What this task involves: Here the job is to return only the lines of the material, exactly, from the first one to the line with "Query: flower blossom".

Material to process:
%%

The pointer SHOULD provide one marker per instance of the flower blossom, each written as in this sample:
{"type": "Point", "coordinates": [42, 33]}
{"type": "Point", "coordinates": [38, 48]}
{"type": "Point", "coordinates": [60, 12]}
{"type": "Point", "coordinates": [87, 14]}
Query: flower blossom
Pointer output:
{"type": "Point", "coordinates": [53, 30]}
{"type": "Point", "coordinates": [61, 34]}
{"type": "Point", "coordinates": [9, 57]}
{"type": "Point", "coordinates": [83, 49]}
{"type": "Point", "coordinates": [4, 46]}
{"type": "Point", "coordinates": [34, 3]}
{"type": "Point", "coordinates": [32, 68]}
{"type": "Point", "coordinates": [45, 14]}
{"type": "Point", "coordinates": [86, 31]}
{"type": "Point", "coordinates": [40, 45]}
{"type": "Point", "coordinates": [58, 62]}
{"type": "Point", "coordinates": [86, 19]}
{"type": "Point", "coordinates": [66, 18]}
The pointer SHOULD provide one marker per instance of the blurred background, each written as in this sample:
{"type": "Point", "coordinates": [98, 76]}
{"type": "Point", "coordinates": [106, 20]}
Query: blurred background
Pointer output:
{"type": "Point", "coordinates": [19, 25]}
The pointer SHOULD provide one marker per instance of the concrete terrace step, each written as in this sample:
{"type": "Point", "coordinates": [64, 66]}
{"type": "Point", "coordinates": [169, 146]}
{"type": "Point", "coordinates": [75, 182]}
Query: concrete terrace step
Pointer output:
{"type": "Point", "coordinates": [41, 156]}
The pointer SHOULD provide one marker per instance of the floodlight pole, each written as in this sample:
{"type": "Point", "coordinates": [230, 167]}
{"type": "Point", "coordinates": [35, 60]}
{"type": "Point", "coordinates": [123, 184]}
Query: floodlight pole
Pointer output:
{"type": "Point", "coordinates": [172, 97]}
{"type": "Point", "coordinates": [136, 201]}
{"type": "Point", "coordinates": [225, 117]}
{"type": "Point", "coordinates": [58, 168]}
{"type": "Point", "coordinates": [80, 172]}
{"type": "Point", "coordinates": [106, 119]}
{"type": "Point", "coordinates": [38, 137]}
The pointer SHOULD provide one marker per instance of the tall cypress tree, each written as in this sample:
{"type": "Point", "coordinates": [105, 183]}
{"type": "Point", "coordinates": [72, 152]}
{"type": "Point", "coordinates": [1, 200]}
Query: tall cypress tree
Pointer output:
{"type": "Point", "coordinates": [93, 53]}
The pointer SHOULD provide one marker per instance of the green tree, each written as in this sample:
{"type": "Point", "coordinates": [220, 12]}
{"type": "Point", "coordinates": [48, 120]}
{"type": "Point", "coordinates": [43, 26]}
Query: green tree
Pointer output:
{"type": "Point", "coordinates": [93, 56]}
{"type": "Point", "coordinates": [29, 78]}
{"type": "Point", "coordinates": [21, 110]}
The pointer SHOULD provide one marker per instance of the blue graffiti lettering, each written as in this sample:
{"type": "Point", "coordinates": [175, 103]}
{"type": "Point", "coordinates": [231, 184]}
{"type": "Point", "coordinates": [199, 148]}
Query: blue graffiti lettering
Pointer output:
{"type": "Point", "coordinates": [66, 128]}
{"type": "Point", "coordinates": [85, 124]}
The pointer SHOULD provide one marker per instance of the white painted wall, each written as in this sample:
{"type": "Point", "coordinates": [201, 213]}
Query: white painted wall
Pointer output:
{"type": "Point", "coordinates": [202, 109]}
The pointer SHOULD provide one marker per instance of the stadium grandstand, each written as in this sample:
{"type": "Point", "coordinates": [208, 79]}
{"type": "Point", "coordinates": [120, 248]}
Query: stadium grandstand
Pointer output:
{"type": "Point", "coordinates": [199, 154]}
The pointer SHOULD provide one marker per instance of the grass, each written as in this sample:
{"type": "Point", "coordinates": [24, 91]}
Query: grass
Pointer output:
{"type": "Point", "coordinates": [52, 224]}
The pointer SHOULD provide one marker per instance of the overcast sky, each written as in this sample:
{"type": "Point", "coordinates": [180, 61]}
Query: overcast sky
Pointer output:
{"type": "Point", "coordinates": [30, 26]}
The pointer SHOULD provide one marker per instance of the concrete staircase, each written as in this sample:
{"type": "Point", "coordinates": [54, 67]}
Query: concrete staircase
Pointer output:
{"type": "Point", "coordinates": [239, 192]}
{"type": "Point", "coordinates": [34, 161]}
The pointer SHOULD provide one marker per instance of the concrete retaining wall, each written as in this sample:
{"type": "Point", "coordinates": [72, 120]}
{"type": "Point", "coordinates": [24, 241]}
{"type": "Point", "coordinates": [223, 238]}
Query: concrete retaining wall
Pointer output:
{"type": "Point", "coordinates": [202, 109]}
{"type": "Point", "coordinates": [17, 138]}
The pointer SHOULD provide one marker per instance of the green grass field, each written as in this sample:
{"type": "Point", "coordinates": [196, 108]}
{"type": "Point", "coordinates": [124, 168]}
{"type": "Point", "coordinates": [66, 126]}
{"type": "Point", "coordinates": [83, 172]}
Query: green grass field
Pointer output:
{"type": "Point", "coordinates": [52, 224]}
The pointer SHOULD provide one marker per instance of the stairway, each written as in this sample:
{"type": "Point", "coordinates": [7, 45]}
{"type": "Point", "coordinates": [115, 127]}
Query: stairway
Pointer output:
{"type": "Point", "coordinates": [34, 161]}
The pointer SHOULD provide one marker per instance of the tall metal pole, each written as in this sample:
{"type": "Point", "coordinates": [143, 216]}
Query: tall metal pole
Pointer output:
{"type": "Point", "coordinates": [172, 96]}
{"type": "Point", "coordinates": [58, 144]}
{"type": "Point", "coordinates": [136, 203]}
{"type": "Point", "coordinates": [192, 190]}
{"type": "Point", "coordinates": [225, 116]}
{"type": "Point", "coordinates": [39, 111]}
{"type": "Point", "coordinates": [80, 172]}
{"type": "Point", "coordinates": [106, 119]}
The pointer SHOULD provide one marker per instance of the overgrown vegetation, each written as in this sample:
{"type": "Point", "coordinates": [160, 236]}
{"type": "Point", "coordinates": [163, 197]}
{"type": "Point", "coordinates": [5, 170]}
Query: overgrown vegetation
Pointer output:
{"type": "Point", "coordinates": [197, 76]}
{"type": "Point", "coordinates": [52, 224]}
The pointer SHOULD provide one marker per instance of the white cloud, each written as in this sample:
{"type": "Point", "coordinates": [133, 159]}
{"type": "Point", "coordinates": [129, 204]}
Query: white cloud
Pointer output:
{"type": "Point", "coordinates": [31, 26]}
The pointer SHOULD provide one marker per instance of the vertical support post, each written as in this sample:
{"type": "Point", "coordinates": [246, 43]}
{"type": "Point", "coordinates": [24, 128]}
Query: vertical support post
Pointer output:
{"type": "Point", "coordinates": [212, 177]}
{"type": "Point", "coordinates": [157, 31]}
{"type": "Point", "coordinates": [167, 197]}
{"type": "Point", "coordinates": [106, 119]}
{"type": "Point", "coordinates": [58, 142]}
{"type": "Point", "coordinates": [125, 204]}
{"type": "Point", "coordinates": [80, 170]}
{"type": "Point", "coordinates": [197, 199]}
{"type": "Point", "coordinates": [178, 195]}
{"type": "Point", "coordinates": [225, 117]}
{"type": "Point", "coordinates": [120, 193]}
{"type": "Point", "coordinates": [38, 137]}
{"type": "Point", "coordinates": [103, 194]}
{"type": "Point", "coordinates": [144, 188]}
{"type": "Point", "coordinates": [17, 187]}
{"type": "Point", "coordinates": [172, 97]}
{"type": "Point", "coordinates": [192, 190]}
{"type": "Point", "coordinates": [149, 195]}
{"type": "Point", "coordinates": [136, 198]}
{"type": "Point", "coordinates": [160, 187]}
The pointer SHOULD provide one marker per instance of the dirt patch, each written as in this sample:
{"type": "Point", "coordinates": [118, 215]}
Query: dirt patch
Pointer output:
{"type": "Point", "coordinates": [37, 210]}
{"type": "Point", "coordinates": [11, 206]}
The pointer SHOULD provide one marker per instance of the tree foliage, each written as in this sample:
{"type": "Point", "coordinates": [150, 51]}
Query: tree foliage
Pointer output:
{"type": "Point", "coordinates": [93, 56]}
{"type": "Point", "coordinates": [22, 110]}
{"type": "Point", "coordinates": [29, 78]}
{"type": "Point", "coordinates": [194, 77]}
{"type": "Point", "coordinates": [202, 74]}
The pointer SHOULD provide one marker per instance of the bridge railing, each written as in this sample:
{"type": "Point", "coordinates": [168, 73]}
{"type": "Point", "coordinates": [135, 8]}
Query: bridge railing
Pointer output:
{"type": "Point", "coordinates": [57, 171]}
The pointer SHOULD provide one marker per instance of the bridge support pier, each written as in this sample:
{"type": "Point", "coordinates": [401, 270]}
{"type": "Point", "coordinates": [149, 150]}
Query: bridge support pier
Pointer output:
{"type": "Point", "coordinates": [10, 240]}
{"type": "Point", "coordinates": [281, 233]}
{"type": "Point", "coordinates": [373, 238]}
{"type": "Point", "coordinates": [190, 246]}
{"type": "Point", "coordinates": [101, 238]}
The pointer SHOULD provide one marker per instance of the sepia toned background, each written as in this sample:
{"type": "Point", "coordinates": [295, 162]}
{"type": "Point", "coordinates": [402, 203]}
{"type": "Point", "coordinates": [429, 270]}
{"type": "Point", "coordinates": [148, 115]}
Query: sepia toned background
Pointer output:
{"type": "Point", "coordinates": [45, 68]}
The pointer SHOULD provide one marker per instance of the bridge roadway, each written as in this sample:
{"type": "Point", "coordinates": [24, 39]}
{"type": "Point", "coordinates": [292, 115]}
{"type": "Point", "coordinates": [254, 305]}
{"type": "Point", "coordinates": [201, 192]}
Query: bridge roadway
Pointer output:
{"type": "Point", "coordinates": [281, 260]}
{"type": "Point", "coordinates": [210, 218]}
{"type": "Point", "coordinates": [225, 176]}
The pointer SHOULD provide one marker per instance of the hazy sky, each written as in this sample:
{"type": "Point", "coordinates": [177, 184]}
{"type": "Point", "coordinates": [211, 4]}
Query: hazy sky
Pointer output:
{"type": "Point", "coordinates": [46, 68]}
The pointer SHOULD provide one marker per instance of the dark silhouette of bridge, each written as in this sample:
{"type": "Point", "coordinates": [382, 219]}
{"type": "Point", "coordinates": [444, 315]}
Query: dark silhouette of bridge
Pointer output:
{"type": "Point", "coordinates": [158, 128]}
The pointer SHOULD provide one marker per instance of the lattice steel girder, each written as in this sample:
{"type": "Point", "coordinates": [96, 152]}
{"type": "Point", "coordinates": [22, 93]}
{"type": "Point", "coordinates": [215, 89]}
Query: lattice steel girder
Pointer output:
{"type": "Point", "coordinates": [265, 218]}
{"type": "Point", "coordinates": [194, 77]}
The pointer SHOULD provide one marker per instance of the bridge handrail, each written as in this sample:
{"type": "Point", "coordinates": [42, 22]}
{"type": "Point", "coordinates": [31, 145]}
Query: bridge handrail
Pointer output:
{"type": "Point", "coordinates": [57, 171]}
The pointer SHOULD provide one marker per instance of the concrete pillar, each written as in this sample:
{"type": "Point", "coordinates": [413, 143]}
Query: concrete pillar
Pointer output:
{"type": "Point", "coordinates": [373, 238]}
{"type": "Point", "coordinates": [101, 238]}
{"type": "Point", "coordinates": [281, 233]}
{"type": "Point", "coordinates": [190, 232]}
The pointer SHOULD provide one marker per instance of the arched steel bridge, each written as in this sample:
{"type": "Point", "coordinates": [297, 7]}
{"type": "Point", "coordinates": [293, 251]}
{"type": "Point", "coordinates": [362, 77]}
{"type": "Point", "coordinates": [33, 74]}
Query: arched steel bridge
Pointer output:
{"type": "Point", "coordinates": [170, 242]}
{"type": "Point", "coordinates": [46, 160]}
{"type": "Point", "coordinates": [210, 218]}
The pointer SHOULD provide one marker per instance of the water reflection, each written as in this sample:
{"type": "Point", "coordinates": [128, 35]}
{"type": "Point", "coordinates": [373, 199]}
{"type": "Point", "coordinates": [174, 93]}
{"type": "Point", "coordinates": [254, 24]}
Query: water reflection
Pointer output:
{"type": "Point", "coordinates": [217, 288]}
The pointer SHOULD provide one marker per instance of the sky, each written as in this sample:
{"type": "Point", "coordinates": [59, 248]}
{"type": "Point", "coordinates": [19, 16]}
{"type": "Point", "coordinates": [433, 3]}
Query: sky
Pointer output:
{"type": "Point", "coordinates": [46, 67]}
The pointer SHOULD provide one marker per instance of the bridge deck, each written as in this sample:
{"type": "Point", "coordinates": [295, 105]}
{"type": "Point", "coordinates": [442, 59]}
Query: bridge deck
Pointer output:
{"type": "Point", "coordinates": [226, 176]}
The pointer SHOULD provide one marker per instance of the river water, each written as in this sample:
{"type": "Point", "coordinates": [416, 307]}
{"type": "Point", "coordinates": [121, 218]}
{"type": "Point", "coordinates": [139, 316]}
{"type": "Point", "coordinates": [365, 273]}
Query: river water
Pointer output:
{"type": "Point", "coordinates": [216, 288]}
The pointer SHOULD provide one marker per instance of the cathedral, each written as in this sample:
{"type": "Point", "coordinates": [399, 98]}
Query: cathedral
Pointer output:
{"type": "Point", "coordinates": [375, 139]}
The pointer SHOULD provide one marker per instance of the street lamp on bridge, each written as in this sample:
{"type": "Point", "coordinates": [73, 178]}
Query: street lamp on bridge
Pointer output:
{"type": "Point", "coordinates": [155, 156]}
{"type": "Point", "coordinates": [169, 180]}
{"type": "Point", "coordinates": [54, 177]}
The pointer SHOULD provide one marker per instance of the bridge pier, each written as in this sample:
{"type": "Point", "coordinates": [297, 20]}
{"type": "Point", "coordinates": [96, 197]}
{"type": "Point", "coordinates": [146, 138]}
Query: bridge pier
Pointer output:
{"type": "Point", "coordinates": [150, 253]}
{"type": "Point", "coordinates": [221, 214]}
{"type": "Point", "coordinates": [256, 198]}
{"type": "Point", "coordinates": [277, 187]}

%%

Exercise solution:
The pointer SHOULD provide one marker per instance of the flower blossom, each written as in this sample:
{"type": "Point", "coordinates": [42, 33]}
{"type": "Point", "coordinates": [38, 48]}
{"type": "Point", "coordinates": [60, 12]}
{"type": "Point", "coordinates": [87, 14]}
Query: flower blossom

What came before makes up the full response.